**** ENTRIES PROVIDED

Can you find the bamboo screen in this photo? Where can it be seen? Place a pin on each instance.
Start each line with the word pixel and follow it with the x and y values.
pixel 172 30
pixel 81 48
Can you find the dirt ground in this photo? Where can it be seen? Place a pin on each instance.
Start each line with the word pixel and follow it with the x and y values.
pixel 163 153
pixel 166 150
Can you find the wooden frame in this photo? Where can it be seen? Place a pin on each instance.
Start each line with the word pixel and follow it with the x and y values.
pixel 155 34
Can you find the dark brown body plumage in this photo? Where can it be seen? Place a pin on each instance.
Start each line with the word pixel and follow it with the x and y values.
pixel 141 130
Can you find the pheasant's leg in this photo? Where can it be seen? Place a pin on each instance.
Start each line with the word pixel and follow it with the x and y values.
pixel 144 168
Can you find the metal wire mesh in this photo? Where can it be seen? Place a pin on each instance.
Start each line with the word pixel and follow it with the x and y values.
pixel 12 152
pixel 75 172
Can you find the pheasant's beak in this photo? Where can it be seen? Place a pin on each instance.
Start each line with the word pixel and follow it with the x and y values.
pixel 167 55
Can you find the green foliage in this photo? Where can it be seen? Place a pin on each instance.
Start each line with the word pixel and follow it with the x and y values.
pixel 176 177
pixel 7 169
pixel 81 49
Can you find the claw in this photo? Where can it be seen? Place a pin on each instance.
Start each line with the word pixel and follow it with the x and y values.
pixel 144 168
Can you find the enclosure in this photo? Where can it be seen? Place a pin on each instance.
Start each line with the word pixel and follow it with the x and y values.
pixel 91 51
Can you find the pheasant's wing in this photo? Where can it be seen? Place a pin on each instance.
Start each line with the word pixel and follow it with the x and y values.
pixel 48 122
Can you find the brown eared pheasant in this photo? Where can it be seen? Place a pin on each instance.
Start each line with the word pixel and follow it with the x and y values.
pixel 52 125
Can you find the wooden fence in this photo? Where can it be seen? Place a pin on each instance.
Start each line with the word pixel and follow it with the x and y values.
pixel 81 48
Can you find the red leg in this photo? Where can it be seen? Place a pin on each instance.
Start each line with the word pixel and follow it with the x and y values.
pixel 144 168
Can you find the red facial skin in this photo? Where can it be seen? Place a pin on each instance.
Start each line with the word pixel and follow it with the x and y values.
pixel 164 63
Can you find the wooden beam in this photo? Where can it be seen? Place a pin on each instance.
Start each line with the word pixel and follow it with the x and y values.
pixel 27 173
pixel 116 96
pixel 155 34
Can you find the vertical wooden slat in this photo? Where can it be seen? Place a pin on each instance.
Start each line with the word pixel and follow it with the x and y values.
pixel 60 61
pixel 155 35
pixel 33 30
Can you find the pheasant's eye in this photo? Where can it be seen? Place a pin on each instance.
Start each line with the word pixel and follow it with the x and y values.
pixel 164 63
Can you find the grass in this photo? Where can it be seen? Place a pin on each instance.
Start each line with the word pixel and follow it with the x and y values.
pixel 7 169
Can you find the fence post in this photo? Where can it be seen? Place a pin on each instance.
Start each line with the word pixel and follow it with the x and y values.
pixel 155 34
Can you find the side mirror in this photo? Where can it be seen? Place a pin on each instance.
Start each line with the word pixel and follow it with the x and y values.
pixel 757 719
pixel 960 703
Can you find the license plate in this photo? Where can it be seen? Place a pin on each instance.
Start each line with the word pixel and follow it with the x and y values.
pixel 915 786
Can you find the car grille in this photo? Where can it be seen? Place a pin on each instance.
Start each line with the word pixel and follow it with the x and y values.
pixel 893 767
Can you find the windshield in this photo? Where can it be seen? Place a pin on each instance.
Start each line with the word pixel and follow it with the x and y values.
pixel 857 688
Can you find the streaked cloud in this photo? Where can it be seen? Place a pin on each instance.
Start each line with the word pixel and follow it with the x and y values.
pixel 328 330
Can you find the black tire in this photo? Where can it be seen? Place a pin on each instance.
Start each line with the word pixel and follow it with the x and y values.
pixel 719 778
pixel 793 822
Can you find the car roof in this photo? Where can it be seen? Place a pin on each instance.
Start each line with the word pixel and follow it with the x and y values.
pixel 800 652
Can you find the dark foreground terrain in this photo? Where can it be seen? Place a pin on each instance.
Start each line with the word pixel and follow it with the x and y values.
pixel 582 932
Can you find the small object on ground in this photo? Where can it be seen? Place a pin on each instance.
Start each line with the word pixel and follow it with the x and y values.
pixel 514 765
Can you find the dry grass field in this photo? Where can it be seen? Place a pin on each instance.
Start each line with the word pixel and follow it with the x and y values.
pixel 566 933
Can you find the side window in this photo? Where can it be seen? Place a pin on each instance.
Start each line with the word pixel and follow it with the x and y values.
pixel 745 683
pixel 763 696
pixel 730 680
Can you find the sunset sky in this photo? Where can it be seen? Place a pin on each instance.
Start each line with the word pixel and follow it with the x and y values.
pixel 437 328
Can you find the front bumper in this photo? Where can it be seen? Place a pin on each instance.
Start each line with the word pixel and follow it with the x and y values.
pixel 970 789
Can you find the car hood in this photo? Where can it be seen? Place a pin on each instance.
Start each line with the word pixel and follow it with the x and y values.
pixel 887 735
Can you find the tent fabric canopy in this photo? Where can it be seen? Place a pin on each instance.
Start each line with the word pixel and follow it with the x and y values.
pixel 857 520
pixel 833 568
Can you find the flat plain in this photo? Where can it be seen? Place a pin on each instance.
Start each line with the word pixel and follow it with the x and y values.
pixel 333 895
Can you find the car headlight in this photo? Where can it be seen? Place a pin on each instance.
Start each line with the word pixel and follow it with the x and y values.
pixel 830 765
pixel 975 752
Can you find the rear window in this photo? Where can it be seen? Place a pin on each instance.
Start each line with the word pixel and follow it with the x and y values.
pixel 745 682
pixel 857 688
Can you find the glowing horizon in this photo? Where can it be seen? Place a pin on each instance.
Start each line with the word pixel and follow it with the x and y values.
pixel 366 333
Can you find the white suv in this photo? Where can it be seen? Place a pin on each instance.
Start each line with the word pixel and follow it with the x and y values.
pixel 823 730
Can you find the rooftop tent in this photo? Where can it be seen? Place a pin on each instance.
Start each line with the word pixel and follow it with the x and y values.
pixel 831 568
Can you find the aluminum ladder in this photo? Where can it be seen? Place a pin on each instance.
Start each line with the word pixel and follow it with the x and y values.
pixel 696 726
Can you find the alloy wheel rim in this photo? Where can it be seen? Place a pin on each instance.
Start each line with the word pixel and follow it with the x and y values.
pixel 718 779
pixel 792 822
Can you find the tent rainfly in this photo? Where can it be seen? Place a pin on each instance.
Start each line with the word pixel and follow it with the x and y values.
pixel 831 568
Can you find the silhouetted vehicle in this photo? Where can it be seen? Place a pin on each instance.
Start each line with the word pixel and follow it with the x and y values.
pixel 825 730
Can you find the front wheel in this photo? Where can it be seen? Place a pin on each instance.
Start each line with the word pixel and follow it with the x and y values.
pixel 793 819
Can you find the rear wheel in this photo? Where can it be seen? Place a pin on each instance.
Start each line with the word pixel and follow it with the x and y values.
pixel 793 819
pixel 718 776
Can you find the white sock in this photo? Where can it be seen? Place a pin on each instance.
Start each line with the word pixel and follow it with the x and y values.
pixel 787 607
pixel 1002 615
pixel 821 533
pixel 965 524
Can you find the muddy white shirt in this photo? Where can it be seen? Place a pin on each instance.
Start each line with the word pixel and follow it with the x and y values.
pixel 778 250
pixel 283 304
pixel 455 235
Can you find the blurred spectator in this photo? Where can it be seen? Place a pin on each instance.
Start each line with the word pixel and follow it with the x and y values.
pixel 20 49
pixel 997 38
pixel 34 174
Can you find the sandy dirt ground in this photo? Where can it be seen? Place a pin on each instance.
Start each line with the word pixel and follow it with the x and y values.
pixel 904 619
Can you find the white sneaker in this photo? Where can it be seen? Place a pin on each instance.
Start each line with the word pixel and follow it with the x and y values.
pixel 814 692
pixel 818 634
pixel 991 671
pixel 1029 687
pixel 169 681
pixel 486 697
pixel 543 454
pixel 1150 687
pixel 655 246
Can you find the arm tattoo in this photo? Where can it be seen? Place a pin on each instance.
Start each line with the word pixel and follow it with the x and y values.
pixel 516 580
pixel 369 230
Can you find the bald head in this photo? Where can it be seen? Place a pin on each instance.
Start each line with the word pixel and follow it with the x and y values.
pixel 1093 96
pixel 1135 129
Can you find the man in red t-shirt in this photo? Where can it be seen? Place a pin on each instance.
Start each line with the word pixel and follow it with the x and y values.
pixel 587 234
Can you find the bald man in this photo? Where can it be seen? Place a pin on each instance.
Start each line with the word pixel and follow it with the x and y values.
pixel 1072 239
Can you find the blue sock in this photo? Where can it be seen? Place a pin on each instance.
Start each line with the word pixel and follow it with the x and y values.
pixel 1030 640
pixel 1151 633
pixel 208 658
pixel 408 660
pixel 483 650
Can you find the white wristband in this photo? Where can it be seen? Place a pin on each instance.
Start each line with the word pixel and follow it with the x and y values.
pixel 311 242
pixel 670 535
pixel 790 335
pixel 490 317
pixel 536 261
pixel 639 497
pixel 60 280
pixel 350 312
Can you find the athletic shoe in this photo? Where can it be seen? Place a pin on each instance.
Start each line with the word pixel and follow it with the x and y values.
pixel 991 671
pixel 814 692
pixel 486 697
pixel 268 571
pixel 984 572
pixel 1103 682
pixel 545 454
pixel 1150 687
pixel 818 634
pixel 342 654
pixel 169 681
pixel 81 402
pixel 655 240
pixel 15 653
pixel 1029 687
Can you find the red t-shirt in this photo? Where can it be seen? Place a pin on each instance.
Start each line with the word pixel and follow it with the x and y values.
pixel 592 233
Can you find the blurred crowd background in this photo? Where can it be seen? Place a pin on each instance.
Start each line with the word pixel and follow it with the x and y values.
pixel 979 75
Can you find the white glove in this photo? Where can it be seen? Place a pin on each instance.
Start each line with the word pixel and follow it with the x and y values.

********

WHAT TO WORK ON >> Please report every line of the records above that contains the word "fence".

RESPONSE >>
Can you find the wooden fence in this photo? Where can it be seen? Place a pin on each instance.
Can you find the fence post in this photo? Where can it be seen? Place a pin on each instance.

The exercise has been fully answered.